(Passage for review)

Boochani was born in west Iran, where in 2013 he was a successful journalist with a master’s degree in geopolitics and wrote for a range of publications. In February of that year he was working for a pro-Kurdish Magazine called Werya, dedicated to cultural freedom, minority rights and additional human rights agendas. The Iranian military raided the magazines office, fining many workers and incarcerating others. Boochani was luckily not in the area that day but after these events was forced into hiding and to later flee the country. When his boat was intercepted by the Australian Navy en route to Australia, he was first taken to Christmas Island then relocated to Manus.

Boochani’s book ‘No Friend but the Mountains – Writings from Manus Prison” was written via text message throughout his six years detained, which his friend then translated to English. The Victorian Premiers Literary prize worth $125,000 in winnings, was awarded to the novel which details his hellish experiences in the Australian funded facilities. Hearing Boochani’s perspective of the inhumane conditions on Manus is sure to be a confronting read, as the accounts given by doctor’s have already painted a horrendous picture.

Boochani recorded an acceptance speech which played at the award ceremony. In this he explained that when exiled to Manus, he told an official he was a skilled writer and was laughed at. Today, Boochani’s literary skills are being honoured and consumed worldwide, whilst he still finds himself, and almost a thousand others, in a helpless situation.

(End Passage for review)
(Dataset)

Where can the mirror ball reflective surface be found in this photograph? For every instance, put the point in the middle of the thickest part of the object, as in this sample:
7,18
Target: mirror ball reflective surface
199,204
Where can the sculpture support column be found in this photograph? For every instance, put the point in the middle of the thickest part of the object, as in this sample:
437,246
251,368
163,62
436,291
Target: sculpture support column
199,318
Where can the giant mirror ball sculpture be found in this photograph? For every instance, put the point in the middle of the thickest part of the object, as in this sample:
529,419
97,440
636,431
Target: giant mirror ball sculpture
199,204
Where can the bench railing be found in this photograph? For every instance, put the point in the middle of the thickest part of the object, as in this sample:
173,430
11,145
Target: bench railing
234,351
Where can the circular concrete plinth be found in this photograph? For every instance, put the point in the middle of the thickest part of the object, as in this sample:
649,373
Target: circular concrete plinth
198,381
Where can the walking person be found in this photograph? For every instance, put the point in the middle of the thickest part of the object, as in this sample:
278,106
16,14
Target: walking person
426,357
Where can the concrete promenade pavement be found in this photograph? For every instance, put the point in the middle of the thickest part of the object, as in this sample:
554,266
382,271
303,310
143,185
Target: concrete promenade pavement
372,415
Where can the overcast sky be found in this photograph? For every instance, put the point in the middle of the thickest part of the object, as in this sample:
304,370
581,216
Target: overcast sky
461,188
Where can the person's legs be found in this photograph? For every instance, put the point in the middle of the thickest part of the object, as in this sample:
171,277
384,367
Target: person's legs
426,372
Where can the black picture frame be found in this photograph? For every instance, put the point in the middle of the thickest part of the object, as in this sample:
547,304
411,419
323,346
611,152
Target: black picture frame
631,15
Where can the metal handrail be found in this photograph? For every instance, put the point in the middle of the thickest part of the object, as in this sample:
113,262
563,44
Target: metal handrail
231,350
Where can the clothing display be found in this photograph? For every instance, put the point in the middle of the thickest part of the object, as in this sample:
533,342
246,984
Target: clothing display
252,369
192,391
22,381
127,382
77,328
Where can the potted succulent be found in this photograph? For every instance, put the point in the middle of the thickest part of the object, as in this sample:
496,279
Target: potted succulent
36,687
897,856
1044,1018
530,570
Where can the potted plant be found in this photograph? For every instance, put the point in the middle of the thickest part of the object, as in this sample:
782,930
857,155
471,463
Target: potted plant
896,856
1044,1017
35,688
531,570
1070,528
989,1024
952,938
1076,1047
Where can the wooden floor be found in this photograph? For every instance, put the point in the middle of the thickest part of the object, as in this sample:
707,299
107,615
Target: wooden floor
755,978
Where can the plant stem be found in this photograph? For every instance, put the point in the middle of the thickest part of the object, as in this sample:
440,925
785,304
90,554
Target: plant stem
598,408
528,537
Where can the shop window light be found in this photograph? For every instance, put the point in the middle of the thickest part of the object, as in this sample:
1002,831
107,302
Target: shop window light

(End Dataset)

Problems to work on>
(a) Turn the paragraph of the Boochani passage beginning "Boochani was born in west Iran" into a bulleted list that keeps its main facts.
(b) Edit the Boochani passage from "Boochani was born" up to and including "relocated to Manus.", replacing "journalist" with "reporter".
The data above is separate material, unrelated to the Boochani passage.

Outputs by task>
(a)
- Born in west Iran; by 2013 he was a successful journalist with a master's degree in geopolitics, writing for a range of publications.
- In February 2013 he worked for Werya, a pro-Kurdish magazine devoted to cultural freedom, minority rights and other human rights agendas.
- The Iranian military raided the magazine's office, fining many workers and jailing others.
- Boochani was not there that day, but afterward he was forced into hiding and later fled the country.
- The Australian Navy intercepted his boat on its way to Australia; he was taken first to Christmas Island, then moved to Manus.

(b)
Boochani was born in west Iran, where in 2013 he was a successful reporter with a master’s degree in geopolitics and wrote for a range of publications. In February of that year he was working for a pro-Kurdish Magazine called Werya, dedicated to cultural freedom, minority rights and additional human rights agendas. The Iranian military raided the magazines office, fining many workers and incarcerating others. Boochani was luckily not in the area that day but after these events was forced into hiding and to later flee the country. When his boat was intercepted by the Australian Navy en route to Australia, he was first taken to Christmas Island then relocated to Manus.